» **Questions on the material**:
1. From the commentary on Tamar, copy the passage starting with "It was impossible" and going on through "enter the story.".
2. In the commentary on Tamar, what does Targum Pseudo-Jonathan add about Er's sin?

» **Page text**:
== == ==
It was impossible for me to read this week’s Torah portion—or indeed, do much else—without thinking of the House voting, just a week and a half ago, to raise substantially the barriers for Syrian refugees to enter the United States. And I saw an echo of the hysteria—yes, I will call it that—sweeping our country in the treatment of Tamar. But my eye also caught on something before she had even done more than enter the story.
“Judah took a wife for his firstborn, Er, whose name was Tamar. Er, Judah’s firstborn, was wicked in the eyes of the ETERNAL, and the ETERNAL killed him.” (Gen. 38:6-7)
What exactly was Er’s crime? Famously, we know that his middle brother, Onan, was killed for spilling his seed on the ground and not impregnating Tamar, because he knew any children born would be counted as Er’s and not his own. But regarding Er, the Torah is silent.
Readers abhor this kind of gap, so the commentators spring into action. Targum Pseudo-Jonathan, the old Aramaic translation that incorporates many ancient midrashic expansions, adds that Er’s sin was the same as Onan’s. Rashi elaborates that he didn’t want her to become pregnant and lose her youthful beauty.
== == ==
[Extracted data entries]
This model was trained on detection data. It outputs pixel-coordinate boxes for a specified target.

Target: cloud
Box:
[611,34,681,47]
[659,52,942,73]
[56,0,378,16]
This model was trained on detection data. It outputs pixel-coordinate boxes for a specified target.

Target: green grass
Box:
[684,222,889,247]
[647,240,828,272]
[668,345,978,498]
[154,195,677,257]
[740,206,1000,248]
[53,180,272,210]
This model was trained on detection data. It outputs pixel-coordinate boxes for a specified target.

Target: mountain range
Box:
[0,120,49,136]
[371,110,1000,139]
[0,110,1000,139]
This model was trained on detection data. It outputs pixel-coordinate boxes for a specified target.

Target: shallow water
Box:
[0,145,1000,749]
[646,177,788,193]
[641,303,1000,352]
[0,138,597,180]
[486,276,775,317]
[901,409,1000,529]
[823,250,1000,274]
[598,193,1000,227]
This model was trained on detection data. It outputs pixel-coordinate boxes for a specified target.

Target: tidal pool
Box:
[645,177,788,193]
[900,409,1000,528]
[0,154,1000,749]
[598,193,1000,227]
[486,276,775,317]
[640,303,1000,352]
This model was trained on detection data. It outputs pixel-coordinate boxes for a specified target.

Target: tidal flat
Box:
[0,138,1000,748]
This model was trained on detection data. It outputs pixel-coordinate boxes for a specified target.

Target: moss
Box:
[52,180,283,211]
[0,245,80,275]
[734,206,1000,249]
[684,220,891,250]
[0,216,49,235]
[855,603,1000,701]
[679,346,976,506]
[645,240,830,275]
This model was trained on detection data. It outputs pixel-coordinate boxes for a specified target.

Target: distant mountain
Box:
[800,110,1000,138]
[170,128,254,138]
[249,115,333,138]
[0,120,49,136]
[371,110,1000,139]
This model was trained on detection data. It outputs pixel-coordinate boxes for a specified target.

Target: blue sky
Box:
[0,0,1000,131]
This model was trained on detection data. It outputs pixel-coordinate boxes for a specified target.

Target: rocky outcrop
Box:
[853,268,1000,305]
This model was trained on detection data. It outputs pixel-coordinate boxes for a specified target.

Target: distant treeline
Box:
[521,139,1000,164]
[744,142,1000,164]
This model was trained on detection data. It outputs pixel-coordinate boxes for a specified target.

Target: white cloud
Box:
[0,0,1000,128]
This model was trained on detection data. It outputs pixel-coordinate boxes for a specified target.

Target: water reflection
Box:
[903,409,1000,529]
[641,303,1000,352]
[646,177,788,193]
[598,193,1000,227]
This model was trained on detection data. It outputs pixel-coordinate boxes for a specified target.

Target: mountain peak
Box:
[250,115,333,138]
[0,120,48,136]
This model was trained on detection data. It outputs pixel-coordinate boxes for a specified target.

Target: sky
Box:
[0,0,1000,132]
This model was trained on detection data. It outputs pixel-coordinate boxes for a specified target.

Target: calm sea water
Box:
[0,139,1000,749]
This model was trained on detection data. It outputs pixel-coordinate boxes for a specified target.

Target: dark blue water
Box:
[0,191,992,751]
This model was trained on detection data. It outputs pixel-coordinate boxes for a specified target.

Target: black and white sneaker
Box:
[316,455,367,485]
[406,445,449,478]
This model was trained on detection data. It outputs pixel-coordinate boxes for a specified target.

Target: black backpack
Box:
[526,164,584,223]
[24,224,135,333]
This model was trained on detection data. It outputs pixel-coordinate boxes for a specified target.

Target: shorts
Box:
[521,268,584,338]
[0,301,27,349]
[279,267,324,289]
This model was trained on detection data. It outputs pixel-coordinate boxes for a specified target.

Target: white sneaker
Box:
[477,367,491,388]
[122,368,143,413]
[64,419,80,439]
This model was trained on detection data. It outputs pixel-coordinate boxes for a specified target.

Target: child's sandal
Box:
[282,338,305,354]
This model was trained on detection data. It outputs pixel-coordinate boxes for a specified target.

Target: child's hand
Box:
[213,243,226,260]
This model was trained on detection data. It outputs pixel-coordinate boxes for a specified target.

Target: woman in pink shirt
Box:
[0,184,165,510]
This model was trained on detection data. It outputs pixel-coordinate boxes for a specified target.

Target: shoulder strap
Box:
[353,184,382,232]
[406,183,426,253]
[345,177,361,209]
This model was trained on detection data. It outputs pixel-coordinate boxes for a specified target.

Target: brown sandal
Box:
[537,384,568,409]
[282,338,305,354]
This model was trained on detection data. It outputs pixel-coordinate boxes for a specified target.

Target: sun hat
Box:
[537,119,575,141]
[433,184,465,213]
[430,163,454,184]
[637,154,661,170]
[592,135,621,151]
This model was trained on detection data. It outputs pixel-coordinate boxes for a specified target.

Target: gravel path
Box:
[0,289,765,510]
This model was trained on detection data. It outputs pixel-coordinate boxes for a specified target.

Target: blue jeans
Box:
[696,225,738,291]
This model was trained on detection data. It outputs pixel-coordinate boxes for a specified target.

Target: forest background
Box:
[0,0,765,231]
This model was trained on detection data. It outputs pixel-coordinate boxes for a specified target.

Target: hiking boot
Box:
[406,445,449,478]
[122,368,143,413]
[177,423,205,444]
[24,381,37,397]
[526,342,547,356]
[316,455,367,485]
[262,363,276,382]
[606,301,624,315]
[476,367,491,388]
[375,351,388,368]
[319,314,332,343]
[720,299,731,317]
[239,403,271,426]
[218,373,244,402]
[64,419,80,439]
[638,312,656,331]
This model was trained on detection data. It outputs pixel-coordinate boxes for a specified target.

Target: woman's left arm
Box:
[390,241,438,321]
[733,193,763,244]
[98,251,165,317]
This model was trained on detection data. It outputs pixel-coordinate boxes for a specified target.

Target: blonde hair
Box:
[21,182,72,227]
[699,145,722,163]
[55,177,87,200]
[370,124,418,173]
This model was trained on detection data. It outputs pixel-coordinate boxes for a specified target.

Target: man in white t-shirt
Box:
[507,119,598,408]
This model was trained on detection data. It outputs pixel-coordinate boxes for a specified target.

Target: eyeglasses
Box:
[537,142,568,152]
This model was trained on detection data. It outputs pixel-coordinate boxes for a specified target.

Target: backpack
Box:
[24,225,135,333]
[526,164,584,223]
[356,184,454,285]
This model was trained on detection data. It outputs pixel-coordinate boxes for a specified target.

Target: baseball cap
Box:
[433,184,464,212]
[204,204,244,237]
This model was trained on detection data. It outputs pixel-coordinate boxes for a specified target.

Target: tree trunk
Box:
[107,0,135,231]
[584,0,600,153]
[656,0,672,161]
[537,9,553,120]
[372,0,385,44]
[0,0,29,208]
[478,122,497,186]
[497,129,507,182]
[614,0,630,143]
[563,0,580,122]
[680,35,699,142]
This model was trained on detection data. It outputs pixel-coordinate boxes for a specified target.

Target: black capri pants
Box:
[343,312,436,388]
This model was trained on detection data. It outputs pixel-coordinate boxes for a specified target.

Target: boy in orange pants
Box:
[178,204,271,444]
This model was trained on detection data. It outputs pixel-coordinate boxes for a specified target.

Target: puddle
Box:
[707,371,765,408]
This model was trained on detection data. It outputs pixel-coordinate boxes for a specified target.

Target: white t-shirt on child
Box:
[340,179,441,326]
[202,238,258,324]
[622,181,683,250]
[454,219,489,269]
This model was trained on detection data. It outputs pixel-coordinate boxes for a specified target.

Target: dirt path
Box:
== == ==
» **Responses to the exercise**:
1.
It was impossible for me to read this week’s Torah portion—or indeed, do much else—without thinking of the House voting, just a week and a half ago, to raise substantially the barriers for Syrian refugees to enter the United States. And I saw an echo of the hysteria—yes, I will call it that—sweeping our country in the treatment of Tamar. But my eye also caught on something before she had even done more than enter the story.

2. It adds that Er's sin was the same as Onan's.